WHAT THE TASK ASKS
Output only the lines from the one holding "of the terminal" to the end of the data below, please, copied exactly.

[Opening INPUT RECORDS section]

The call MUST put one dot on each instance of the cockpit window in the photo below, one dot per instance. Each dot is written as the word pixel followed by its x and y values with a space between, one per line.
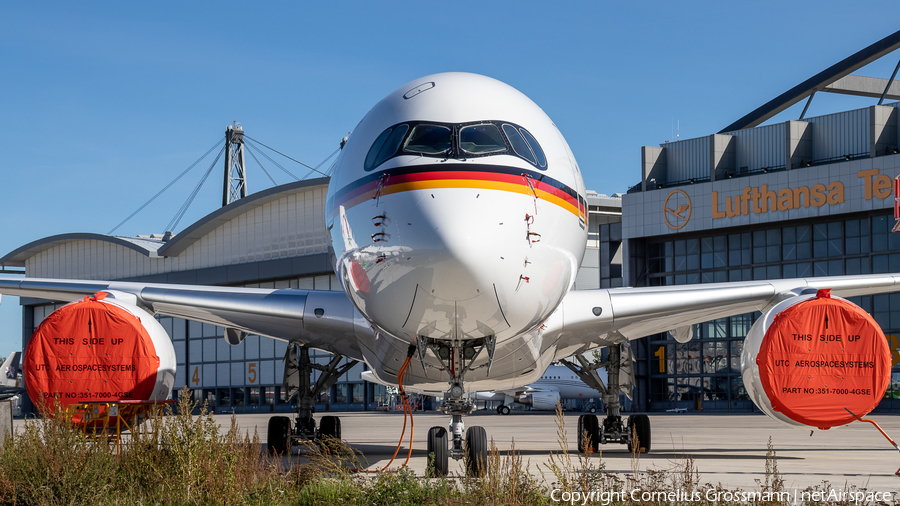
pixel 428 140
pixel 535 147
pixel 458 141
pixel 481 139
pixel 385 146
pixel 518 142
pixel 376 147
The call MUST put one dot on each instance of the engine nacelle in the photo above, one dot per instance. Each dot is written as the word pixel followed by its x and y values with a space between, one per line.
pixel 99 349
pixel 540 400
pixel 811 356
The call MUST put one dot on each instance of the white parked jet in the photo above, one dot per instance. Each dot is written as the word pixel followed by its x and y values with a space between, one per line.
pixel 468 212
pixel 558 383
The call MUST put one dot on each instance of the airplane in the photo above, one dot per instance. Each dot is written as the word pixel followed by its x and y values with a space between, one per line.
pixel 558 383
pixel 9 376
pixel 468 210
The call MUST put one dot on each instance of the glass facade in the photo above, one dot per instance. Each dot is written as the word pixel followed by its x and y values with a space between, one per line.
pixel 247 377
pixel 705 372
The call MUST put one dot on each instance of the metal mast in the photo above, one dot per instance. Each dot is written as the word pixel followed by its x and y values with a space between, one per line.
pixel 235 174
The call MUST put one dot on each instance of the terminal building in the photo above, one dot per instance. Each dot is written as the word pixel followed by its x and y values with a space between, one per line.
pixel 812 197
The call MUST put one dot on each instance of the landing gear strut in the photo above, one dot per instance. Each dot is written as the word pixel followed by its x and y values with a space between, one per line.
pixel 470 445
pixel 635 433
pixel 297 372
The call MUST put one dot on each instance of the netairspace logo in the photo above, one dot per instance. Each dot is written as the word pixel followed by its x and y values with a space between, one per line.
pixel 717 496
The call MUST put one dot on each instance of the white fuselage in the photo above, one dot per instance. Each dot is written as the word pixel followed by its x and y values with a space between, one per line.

[Closing INPUT RECORDS section]

ANSWER BOX
The call MUST put one dot on each instance of the terminal building in the photo above, one dot per instance. Each dot is written as the word pixel followed by its x and y values with a space between, one per line.
pixel 812 197
The call MUST put one dot on each instance of the landing gear strut in the photo above, one dot per instance. Each dot is written as the word pixel followed by its x and y values with a space between, one per line.
pixel 470 445
pixel 635 433
pixel 297 372
The call MUST put one dot on each instance of the netairspace logo in the photo above, one dot per instance. Each dot is written as the word pixel followed by its x and y values with a space between, one per line.
pixel 717 496
The call MUST put one dot on each instance of the white fuselage in the photo above, one dot per instance. Each dot is written as the word pixel followed by its x and y values with a space between, one per line.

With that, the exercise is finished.